>> START

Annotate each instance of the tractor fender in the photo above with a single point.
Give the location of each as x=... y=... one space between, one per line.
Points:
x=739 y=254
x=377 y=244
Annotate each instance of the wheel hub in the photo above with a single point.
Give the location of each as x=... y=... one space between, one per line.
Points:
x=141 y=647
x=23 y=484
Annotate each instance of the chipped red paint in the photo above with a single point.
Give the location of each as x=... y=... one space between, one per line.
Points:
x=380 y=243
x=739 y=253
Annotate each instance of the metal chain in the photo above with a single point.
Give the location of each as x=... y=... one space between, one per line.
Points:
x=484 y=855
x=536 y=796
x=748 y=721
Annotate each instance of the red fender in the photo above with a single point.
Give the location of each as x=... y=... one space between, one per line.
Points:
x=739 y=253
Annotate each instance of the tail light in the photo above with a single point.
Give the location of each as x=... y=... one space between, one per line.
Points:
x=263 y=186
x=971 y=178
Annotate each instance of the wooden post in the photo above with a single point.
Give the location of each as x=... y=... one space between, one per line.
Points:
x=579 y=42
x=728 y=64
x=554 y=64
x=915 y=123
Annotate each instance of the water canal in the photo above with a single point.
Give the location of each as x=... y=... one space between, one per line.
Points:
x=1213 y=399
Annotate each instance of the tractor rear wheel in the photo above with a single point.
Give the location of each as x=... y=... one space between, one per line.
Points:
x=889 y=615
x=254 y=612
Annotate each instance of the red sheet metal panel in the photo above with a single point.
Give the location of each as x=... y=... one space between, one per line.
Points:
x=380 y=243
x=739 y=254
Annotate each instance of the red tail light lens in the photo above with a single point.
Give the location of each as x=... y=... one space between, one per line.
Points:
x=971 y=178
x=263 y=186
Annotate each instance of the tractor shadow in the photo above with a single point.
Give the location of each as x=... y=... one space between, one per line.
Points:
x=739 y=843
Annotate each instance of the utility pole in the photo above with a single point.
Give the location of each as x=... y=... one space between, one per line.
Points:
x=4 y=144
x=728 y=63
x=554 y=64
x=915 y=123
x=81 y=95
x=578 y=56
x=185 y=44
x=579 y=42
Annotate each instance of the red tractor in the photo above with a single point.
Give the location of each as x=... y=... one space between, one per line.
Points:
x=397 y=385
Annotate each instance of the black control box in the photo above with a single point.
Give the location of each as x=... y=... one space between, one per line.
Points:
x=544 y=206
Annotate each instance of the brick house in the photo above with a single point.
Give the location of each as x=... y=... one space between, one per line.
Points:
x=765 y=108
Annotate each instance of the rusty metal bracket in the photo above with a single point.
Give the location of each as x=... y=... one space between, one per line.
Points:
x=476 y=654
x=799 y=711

>> END
>> START

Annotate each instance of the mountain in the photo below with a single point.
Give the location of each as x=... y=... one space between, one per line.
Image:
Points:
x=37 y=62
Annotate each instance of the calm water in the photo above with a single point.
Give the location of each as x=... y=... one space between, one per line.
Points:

>> END

=== DIRECTIONS ===
From the records above, pull out each line that contains the word "fender", and copy those lines. Uppercase and lowercase letters count as different.

=== TASK ANSWER ===
Annotate each instance of the tractor fender in the photo above with a single point.
Annotate each instance of the red fender in the photo above with a single point.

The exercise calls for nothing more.